===== SELECTED TEXT
Funded Grants


Function, dysfunction and repair of language networks

One of the most devastating conditions after stroke is a disturbance in language function, called aphasia. The degree of recovery from aphasia represents a crucial determinant for social and vocational rehabilitation. Here, I put forward the hypothesis that understanding the organization of language networks in the healthy brain is mandatory for understanding the mechanisms underlying reorganization of language functions after focal brain damage in patients with aphasia. Identifying these mechanisms of brain repair, in turn, is essential for developing novel strategies of language rehabilitation on a neuroscience basis.

Accordingly, my research program is divided into three parts. The first part is concerned with mapping the functional neuroanatomy of language networks in the healthy brain using a combined approach of functional and structural neuroimaging and brain stimulation techniques. Based on the assumption that cognitive functions are instantiated through the coherent and timely interaction of anatomically connected brain regions, I am particularly interested in the (causal) functional interactions between cortical brain regions and the underlying white matter fiber tracts. Predictions made by these networks will be probed by employing temporary deactivation techniques. This will allow to test the effects of a focal lesion onto the network and to identify neural mechanisms of short-term reorganization, mimicking acute reorganization in stroke.
==========
===== DATA RECORDS
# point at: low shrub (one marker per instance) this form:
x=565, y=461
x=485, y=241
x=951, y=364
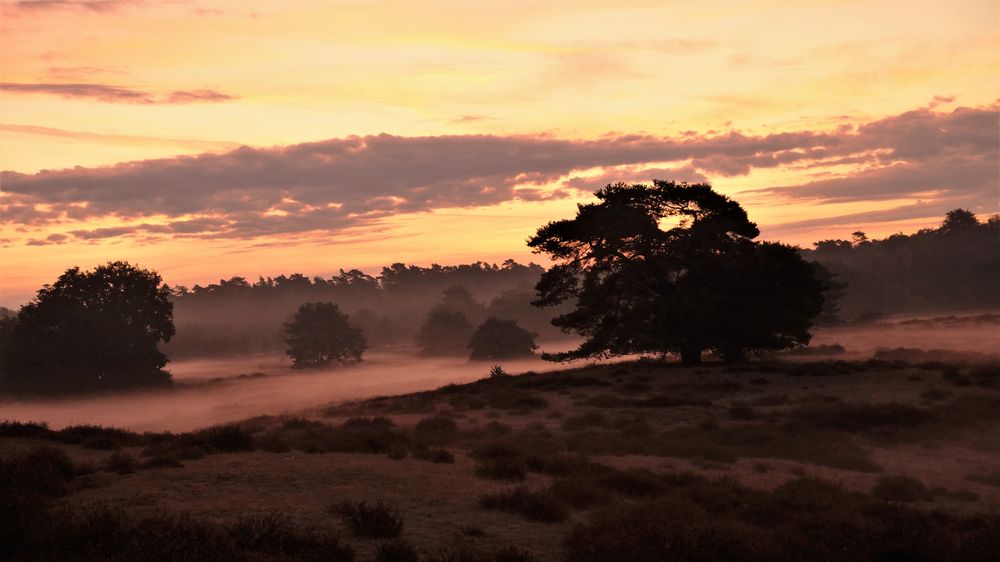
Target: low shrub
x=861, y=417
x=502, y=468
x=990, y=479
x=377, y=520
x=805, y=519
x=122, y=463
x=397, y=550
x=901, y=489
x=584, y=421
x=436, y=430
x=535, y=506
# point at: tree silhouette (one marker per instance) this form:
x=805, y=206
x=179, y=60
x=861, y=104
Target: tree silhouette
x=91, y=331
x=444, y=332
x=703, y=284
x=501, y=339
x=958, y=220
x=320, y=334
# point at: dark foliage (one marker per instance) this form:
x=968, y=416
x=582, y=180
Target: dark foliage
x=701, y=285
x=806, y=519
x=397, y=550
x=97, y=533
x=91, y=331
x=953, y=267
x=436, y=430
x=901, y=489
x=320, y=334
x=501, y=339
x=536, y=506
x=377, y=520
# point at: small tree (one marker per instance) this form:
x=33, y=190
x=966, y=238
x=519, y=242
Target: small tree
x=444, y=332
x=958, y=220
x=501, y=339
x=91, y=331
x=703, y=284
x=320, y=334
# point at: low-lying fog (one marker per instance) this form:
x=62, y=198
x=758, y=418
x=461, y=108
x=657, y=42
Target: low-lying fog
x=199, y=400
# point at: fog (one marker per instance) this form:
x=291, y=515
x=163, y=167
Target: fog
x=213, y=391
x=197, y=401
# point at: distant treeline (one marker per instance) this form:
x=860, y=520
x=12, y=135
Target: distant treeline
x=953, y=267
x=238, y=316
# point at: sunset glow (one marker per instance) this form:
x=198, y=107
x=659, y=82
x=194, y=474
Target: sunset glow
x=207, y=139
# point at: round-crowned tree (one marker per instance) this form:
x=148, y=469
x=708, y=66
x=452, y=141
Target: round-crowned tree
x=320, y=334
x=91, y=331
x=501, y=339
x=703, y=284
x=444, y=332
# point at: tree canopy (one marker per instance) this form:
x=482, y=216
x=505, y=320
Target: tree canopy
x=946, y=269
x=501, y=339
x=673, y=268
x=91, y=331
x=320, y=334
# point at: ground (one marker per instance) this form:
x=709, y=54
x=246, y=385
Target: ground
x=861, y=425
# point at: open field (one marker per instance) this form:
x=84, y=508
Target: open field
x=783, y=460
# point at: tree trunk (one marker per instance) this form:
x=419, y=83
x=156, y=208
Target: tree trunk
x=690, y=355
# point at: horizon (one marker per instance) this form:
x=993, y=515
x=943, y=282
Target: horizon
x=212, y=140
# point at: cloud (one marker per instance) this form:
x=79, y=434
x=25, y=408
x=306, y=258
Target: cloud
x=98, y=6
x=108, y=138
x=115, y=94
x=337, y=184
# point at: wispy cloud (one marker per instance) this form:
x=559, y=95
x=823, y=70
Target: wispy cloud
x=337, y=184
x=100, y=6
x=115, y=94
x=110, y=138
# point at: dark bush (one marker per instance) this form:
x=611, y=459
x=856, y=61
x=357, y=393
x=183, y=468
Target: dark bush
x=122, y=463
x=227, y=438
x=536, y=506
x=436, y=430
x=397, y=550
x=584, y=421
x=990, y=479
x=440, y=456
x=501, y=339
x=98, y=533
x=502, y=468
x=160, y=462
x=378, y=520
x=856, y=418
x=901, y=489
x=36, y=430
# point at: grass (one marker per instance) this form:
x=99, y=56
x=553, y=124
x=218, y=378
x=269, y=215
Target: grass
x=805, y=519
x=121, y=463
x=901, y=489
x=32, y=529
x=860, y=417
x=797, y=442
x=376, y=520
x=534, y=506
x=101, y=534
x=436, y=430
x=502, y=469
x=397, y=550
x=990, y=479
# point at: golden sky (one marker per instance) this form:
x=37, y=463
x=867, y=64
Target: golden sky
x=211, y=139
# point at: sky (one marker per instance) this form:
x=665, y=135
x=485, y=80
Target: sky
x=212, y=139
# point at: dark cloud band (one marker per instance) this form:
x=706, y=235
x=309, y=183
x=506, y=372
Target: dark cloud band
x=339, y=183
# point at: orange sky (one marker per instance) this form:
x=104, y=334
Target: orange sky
==========
Please edit the grant description, starting with "Function, dysfunction and" and going on through "a neuroscience basis.", and give that part back with "aphasia" changed to "language impairment". None of the items are needed here.

Function, dysfunction and repair of language networks

One of the most devastating conditions after stroke is a disturbance in language function, called language impairment. The degree of recovery from language impairment represents a crucial determinant for social and vocational rehabilitation. Here, I put forward the hypothesis that understanding the organization of language networks in the healthy brain is mandatory for understanding the mechanisms underlying reorganization of language functions after focal brain damage in patients with language impairment. Identifying these mechanisms of brain repair, in turn, is essential for developing novel strategies of language rehabilitation on a neuroscience basis.